| Prompt 1 |
In the passage about younger generations, how long can the writer's eldest son be persuaded to keep his Swatch Watch on his wrist?
| Prompt 2 |
Repeat the passage about younger generations from "If you come" up to and including "them to memory?".

| Page text |
◇ ◇ ◇ ◇ ◇ ◇ ◇

They are from a generation who loves their shed, not their computer. They learned their tactile skills 40 or 50 years ago from their father, an uncle, a kindly neighbour or during an apprenticeship when such things were more than cheap labour; not via online learning software thrust down a network pipe in the name of corporate education.

I wonder whether my generation or the ones following it will be able to sustain a show like The Inventors. I doubt it. The next generations are, and will be, different. Technology will have been a fundamental influence. The lack of need to use their memory for phone numbers, birthdays, PINs and so on does not enter their head. These are the individuals of the so-called New Economic Order.

A lot of them do not even care to know the time of day. If you wander through a university campus, you might notice an amazing number of students don't wear watches. At home, my eldest son cannot be persuaded to keep his Swatch Watch birthday present on his wrist for more than a couple of hours.

If you come across young, bright knowledge workers - especially those in youthful media and advertising companies, it is very possible they have rejected the normal executive adornment of an expensive Swiss watch advertised by a racing driver. The reason is simple: they don't care what the time is. They are more concerned with what they are doing with their time right now, not how fast it is ticking by. An interesting philosophy.

They also do not care to remember mindless facts and figures that can be stored on a mobile phone. And when Google can find you the finest stanzas of Wordsworth or the wonderful prose of TS Eliot in 0.07 seconds, who needs to commit them to memory?

◇ ◇ ◇ ◇ ◇ ◇ ◇

| Dataset content |
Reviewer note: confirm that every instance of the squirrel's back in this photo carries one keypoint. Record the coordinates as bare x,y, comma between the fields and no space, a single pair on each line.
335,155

◇ ◇ ◇ ◇ ◇ ◇ ◇

| Written solution 1 |
No more than a couple of hours.

| Written solution 2 |
If you come across young, bright knowledge workers - especially those in youthful media and advertising companies, it is very possible they have rejected the normal executive adornment of an expensive Swiss watch advertised by a racing driver. The reason is simple: they don't care what the time is. They are more concerned with what they are doing with their time right now, not how fast it is ticking by. An interesting philosophy.

They also do not care to remember mindless facts and figures that can be stored on a mobile phone. And when Google can find you the finest stanzas of Wordsworth or the wonderful prose of TS Eliot in 0.07 seconds, who needs to commit them to memory?